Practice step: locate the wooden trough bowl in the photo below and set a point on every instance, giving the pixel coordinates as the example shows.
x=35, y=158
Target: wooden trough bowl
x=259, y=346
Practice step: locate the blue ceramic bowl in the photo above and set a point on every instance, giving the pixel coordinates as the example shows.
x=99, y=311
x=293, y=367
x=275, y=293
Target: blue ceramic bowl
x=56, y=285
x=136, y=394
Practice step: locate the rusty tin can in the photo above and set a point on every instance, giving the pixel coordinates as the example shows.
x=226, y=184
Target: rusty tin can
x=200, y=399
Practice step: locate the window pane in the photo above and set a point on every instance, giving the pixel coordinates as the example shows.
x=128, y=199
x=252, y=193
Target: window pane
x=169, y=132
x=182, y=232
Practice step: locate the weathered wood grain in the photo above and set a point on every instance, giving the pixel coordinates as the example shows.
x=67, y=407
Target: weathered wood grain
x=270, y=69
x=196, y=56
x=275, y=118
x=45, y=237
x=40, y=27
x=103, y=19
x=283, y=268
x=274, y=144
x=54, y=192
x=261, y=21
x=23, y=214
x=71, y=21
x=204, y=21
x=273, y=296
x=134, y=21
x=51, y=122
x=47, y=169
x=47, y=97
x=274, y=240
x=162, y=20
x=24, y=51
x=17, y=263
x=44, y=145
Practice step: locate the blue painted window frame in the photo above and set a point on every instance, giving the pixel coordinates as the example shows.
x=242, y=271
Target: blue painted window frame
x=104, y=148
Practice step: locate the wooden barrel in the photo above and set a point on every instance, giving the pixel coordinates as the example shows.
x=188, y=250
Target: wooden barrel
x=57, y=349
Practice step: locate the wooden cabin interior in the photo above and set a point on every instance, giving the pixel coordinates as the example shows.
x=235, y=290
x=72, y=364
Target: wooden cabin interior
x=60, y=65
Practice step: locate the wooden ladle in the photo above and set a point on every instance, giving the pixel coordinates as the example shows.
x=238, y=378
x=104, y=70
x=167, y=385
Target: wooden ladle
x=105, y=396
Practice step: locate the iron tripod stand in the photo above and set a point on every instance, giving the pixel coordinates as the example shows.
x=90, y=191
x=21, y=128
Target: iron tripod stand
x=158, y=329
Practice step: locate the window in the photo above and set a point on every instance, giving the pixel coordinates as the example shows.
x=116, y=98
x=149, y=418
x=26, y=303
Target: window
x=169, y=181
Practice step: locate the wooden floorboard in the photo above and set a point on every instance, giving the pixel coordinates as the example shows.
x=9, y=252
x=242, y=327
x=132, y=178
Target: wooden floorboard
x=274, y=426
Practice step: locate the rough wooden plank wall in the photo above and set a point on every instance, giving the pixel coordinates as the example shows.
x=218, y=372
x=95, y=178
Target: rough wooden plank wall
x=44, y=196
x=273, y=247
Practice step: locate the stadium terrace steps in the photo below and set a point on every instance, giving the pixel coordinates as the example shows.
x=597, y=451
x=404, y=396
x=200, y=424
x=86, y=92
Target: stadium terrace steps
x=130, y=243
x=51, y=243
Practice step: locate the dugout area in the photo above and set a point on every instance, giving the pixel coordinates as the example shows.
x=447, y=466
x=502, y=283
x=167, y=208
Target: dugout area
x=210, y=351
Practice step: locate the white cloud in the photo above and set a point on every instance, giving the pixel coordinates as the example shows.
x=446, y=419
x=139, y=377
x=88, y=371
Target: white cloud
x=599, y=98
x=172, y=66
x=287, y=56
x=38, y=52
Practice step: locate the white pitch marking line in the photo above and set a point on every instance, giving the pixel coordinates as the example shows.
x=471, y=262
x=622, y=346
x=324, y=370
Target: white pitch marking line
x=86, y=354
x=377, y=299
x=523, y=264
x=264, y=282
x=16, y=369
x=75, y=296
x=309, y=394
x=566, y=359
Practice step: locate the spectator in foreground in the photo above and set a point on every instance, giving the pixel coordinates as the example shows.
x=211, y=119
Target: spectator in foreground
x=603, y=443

- - -

### TASK DESCRIPTION
What is needed is a faithful transcription of every entry.

### EXPECTED ANSWER
Practice step: locate the wooden trough bowl in the photo below and set a point on every instance, giving the pixel coordinates as the example shows.
x=35, y=158
Target: wooden trough bowl
x=259, y=346
Practice step: locate the blue ceramic bowl in the photo above and set a point on every instance, giving the pixel coordinates as the example shows.
x=99, y=311
x=293, y=367
x=275, y=293
Target: blue ceramic bowl
x=56, y=285
x=136, y=394
Practice step: locate the rusty tin can in the photo above and set a point on every instance, giving the pixel coordinates as the example shows.
x=226, y=184
Target: rusty tin can
x=200, y=399
Practice step: locate the window pane in the photo above and set a point on every instance, giving the pixel coordinates as the example shows.
x=128, y=199
x=252, y=193
Target: window pane
x=169, y=132
x=182, y=232
Practice step: locate the weathered wood grain in the photo above and set a point on every instance, giving the pixel coordinates as the example shows.
x=67, y=407
Target: weathered wood grain
x=270, y=69
x=196, y=56
x=275, y=118
x=45, y=237
x=40, y=27
x=103, y=19
x=283, y=268
x=274, y=144
x=54, y=192
x=261, y=21
x=23, y=214
x=71, y=21
x=204, y=21
x=273, y=296
x=134, y=21
x=51, y=122
x=47, y=169
x=47, y=97
x=274, y=240
x=162, y=20
x=24, y=51
x=17, y=263
x=44, y=145
Practice step: locate the blue painted window frame in the photo above and set a point on every instance, giving the pixel coordinates as the example shows.
x=242, y=271
Target: blue painted window frame
x=104, y=148
Practice step: locate the wooden barrel in the photo above and set a point on every instance, giving the pixel coordinates as the example shows.
x=188, y=250
Target: wooden barrel
x=57, y=349
Practice step: locate the wooden cabin interior in the photo above and set a point on every instance, giving the pixel coordinates as the example shows.
x=235, y=290
x=72, y=364
Target: wooden cabin interior
x=60, y=65
Practice step: locate the wooden ladle in the photo above and set a point on every instance, giving the pixel coordinates as the example shows.
x=238, y=378
x=104, y=70
x=167, y=385
Target: wooden ladle
x=105, y=396
Practice step: locate the iron tripod stand in the photo above and set a point on every instance, giving the pixel coordinates as the example shows.
x=90, y=191
x=21, y=128
Target: iron tripod stand
x=158, y=329
Practice step: locate the window in the photo above and set a point on every instance, giving the pixel coordinates as the example shows.
x=116, y=98
x=149, y=418
x=26, y=303
Target: window
x=169, y=181
Practice step: locate the wooden floorboard in the photo above and set a point on every instance, giving the pixel coordinates as the example shows.
x=9, y=252
x=242, y=327
x=132, y=178
Target: wooden floorboard
x=274, y=426
Practice step: locate the rough wooden plank wall in the photo above and set a point on every instance, giving the pixel coordinates as the example shows.
x=218, y=372
x=95, y=178
Target: rough wooden plank wall
x=44, y=196
x=273, y=247
Practice step: locate the stadium terrace steps in the photo below and set a point on every instance, giving the pixel coordinates as the example shows.
x=597, y=451
x=404, y=396
x=200, y=424
x=86, y=92
Target: stadium terrace steps
x=130, y=243
x=51, y=243
Practice step: locate the dugout area in the photo above and set a point on every instance, giving the pixel coordinates as the example shows.
x=447, y=466
x=502, y=283
x=167, y=208
Target: dugout area
x=210, y=351
Practice step: locate the white cloud in the photo above and set a point on every instance, giving the pixel coordinates as the example shows.
x=446, y=419
x=139, y=377
x=88, y=371
Target: white cloud
x=599, y=98
x=172, y=66
x=287, y=56
x=38, y=52
Practice step: locate the white pitch marking line in the photo above and set a point on every instance, giving the pixel coordinates as the example shows.
x=471, y=262
x=622, y=346
x=324, y=370
Target: white pitch marking line
x=86, y=354
x=377, y=299
x=523, y=264
x=264, y=282
x=16, y=369
x=75, y=296
x=309, y=394
x=566, y=359
Practice step: locate the spectator in foreground in the photo above and set a point on every instance, giving the pixel coordinates as the example shows.
x=211, y=119
Target: spectator in foreground
x=603, y=443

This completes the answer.